**Input data:**
::::::::::

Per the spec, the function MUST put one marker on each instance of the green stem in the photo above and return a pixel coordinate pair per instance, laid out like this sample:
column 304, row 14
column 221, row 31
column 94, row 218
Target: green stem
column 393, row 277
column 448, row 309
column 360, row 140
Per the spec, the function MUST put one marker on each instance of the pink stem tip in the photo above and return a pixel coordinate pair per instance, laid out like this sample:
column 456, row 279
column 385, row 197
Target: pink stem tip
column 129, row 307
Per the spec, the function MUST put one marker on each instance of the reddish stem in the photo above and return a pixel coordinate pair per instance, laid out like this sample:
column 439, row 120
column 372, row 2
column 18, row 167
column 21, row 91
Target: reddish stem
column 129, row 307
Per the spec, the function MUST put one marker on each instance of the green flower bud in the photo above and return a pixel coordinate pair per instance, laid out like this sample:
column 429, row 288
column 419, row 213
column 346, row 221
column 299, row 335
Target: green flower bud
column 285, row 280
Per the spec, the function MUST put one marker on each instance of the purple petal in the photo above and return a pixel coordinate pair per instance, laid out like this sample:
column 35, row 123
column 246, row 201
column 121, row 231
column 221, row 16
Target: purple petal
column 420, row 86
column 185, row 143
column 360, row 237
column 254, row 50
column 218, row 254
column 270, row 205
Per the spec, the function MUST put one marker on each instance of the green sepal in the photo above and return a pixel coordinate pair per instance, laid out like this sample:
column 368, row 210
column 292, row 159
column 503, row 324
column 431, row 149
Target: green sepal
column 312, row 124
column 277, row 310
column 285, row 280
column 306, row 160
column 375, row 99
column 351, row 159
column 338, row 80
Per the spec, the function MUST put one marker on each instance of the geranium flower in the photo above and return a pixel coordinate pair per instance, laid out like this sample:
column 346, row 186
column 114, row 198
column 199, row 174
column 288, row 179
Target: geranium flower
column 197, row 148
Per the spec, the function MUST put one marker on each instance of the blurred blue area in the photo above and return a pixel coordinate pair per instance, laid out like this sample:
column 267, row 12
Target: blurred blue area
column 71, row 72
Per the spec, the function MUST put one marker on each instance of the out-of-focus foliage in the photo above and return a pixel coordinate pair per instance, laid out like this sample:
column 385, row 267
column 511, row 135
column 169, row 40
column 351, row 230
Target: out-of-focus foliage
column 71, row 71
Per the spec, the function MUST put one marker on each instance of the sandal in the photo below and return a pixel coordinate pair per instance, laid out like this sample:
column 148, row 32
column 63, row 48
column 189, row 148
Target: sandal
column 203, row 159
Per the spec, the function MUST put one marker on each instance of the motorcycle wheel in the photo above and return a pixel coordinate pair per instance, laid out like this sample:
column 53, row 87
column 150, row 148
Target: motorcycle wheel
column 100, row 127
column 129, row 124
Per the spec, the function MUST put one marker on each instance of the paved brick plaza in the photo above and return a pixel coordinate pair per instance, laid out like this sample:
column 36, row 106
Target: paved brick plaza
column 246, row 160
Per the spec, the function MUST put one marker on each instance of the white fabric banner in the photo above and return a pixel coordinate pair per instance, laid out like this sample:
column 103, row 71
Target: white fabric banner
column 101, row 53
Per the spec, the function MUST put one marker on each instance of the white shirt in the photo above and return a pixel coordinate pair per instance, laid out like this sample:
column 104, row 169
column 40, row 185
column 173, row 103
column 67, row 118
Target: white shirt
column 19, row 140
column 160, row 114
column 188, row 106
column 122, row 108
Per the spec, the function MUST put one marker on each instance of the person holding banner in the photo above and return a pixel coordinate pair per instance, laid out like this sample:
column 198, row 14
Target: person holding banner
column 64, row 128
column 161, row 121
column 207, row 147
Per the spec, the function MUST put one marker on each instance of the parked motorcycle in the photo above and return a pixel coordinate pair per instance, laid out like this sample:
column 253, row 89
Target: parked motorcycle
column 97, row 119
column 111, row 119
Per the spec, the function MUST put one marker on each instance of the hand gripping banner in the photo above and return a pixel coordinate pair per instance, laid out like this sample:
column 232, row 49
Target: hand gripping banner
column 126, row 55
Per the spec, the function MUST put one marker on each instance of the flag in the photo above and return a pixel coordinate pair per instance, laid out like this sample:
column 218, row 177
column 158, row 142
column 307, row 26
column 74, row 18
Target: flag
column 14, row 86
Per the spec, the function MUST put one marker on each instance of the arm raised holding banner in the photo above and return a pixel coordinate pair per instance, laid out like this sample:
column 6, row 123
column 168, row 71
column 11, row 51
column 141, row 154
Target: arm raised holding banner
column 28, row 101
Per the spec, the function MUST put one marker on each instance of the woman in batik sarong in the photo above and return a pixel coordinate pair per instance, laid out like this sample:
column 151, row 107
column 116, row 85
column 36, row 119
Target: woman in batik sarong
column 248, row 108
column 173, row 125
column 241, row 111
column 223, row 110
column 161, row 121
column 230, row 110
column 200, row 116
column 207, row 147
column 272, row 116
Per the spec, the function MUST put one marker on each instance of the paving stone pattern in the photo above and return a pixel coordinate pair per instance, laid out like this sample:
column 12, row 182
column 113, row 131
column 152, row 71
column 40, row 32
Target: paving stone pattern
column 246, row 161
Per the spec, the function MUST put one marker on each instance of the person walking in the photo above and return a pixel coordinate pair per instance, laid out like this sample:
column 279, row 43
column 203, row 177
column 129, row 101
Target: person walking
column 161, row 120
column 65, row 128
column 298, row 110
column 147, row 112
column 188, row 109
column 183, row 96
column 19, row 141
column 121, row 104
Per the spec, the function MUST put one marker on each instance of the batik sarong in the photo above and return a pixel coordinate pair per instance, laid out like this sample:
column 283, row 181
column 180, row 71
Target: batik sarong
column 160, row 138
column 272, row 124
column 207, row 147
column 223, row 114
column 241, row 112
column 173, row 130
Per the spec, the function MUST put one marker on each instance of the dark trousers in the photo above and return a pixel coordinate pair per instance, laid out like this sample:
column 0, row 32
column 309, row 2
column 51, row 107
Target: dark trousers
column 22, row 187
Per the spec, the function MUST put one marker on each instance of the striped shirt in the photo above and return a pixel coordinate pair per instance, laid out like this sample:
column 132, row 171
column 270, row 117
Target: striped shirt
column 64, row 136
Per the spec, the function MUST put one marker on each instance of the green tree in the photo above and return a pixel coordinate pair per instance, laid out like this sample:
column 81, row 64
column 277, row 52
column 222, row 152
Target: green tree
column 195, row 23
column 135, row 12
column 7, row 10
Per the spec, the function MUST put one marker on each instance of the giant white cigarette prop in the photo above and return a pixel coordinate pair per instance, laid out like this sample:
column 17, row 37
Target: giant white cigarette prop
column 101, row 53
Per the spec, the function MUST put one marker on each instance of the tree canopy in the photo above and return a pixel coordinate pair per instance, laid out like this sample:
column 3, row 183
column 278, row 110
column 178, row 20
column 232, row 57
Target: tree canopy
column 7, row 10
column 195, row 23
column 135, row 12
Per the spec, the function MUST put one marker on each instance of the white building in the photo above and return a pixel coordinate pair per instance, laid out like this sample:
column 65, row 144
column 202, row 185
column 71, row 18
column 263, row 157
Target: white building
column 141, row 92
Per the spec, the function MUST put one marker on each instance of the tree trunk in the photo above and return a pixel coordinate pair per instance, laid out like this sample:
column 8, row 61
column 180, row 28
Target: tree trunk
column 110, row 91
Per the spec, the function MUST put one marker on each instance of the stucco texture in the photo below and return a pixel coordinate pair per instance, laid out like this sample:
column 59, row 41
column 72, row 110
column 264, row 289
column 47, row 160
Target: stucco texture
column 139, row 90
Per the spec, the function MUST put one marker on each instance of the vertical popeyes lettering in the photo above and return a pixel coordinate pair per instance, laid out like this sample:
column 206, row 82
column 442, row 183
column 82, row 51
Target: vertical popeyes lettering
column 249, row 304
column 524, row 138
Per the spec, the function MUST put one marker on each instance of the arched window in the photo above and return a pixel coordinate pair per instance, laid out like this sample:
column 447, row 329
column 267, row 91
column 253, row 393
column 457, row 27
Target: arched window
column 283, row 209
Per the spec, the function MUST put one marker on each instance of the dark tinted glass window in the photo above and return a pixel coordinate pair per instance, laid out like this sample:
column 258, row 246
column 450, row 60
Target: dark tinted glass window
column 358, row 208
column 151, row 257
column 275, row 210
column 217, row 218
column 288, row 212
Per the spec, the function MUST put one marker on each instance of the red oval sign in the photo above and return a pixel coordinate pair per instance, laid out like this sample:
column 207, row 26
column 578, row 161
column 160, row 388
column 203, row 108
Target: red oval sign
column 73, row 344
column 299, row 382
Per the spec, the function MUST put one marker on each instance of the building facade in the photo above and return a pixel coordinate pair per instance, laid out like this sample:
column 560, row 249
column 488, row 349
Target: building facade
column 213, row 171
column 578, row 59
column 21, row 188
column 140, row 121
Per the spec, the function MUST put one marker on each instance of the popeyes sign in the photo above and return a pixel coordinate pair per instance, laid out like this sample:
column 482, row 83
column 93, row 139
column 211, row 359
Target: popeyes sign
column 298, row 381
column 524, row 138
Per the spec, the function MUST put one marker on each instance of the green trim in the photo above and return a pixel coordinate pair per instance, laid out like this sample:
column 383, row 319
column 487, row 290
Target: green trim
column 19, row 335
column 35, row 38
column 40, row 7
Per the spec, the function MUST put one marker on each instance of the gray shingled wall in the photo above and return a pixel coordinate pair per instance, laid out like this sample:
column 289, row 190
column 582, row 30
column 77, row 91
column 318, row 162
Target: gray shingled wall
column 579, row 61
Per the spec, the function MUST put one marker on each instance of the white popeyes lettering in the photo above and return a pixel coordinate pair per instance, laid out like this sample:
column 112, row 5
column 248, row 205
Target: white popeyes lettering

::::::::::

**Task to complete:** Begin with the first line of the records and reproduce each line as is, ending with the line that holds "column 121, row 231".

**Exercise solution:**
Per the spec, the function MUST put one marker on each instance of the green stem in the photo above and return a pixel coordinate pair per instance, laid out like this sample:
column 304, row 14
column 221, row 31
column 94, row 218
Target: green stem
column 393, row 277
column 448, row 309
column 360, row 140
Per the spec, the function MUST put one marker on each instance of the pink stem tip in the photo above and return a pixel coordinate pair per instance, laid out like this sample:
column 456, row 279
column 385, row 197
Target: pink stem tip
column 129, row 307
Per the spec, the function MUST put one marker on each instance of the reddish stem in the photo above and return a pixel coordinate pair per instance, laid out like this sample:
column 439, row 120
column 372, row 2
column 18, row 167
column 21, row 91
Target: reddish stem
column 129, row 307
Per the spec, the function MUST put one marker on each instance of the green flower bud in the photo above and return a pixel coordinate pair per instance, laid out like this sample:
column 429, row 288
column 419, row 213
column 346, row 221
column 299, row 335
Target: green flower bud
column 285, row 280
Per the spec, the function MUST put one marker on each instance of the purple petal in the photo above and return a pixel coordinate pair per instance, laid out like this sample:
column 35, row 123
column 246, row 201
column 121, row 231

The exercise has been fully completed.